◆ COME PROCEDERE: Nel brano sul web e doctor Google, elenca tutti gli aspetti che, secondo il testo, la fonte di informazione (il web per esempio) non sempre aiuta il paziente a comprendere.

++++ BRANO PROPOSTO ++++

Il web e doctor Google
Internet poi non aiuta, è così? «Internet è un valido supporto per il paziente e i suoi familiari, se utilizzato con consapevolezza. Una maggiore informazione del paziente sul proprio stato di salute ha contribuito al passaggio da un modello puramente paternalistico di cura, dove il medico decide per la salute del proprio paziente, a un modello di decisione condivisa, ‘shared’ come definito dalla letteratura internazionale. L’evoluzione dal mio punto di vista è perciò assolutamente positiva. Nostro compito è, dunque, quello di spiegare quali sono le scelte, di permettere al paziente una decisione informata: questo è ‘il tema’, quello dell’essere informati adeguatamente per prendere una decisione appropriata. L’adeguatezza delle informazioni spesso e volentieri non è data perché la fonte di informazione (il web per esempio) non sempre aiuta nella comprensione del dove il paziente sta nel percorso di malattia, quali sono le possibili opzioni, quali sono gli aspetti di cura che possono aver senso per quel paziente. Il nostro compito è quindi cambiato, non siamo più coloro che prendono le decisioni per il paziente, ma le decisioni vengono prese in “squadra” con il paziente e la sua famiglia. E questa è una sfida che richiede sicuramente più tempo, ma è tempo sicuramente ben investito. Il ruolo, importante, dei curanti è quello di riuscire a stabilire un legame terapeutico così stretto dove il paziente si senta rispettato nel percorso di cura condiviso, in termini di autonomia e di consapevolezza della situazione di malattia in cui si trova».

++++ DATI FORNITI ++++

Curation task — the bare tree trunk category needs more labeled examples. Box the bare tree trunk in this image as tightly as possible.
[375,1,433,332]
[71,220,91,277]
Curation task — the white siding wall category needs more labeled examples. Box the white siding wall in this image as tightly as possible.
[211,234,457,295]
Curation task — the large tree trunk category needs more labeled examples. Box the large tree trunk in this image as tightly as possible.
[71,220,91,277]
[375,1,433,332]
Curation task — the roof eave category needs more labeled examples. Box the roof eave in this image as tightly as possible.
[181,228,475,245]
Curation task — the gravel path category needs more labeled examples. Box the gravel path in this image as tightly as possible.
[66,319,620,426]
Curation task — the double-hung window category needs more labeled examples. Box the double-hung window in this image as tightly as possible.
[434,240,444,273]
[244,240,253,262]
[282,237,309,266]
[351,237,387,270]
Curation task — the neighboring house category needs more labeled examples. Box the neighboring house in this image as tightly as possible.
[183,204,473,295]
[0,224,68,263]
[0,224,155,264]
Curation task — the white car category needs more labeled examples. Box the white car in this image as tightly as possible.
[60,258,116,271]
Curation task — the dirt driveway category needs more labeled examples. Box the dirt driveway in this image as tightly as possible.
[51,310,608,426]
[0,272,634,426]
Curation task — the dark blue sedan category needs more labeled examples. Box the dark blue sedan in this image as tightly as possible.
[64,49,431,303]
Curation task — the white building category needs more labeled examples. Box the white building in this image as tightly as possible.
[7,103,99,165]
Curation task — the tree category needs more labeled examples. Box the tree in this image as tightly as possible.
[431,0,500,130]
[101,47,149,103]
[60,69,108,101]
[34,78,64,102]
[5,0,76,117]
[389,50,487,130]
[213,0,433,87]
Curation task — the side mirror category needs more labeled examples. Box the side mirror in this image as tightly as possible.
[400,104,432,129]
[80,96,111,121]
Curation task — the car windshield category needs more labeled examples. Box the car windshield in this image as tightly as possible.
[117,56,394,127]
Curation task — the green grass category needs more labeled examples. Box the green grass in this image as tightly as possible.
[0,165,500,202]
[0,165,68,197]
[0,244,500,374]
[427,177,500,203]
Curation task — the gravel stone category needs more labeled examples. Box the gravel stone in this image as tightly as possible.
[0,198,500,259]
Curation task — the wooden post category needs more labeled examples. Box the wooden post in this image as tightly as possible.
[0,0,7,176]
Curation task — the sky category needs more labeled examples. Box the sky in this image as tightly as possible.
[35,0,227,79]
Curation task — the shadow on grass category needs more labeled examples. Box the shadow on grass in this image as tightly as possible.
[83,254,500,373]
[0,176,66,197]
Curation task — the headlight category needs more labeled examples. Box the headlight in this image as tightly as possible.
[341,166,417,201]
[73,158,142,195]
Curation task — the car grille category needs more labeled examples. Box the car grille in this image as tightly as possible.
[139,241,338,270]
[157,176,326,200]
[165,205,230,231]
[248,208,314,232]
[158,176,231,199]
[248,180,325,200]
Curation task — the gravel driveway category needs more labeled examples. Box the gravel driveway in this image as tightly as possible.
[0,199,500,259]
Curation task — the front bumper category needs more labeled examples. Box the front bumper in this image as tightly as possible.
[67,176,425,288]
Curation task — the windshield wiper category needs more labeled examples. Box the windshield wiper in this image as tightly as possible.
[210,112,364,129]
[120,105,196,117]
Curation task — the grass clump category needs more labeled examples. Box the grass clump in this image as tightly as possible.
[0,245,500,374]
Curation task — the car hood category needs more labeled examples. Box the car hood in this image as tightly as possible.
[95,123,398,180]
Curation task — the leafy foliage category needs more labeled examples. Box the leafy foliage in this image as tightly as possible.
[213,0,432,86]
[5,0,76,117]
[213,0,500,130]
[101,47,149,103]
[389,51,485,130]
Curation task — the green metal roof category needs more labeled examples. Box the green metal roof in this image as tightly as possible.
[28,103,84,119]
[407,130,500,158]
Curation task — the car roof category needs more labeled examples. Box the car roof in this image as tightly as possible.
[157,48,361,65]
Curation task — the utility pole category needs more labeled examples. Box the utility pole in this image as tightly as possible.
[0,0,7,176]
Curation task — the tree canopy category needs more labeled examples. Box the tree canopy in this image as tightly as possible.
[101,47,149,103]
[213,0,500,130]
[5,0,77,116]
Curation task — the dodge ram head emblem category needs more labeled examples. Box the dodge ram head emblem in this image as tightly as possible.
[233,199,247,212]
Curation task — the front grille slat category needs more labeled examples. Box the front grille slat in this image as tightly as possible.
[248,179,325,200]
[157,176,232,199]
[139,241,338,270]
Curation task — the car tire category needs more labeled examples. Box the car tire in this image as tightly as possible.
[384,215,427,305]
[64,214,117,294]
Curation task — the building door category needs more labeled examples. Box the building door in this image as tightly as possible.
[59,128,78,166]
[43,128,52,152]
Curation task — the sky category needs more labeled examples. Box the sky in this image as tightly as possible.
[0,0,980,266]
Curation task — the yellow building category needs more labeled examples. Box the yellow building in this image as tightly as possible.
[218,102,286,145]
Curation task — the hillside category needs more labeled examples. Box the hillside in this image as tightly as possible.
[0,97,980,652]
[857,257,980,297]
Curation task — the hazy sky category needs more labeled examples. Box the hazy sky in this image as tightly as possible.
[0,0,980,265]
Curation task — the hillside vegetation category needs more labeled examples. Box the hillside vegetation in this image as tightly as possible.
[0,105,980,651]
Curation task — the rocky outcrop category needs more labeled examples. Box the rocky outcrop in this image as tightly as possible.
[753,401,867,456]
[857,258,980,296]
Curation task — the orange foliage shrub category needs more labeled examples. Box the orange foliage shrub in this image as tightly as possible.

++++

◆ SPAZIO RISPOSTA:
- dove il paziente sta nel percorso di malattia
- quali sono le possibili opzioni
- quali sono gli aspetti di cura che possono aver senso per quel paziente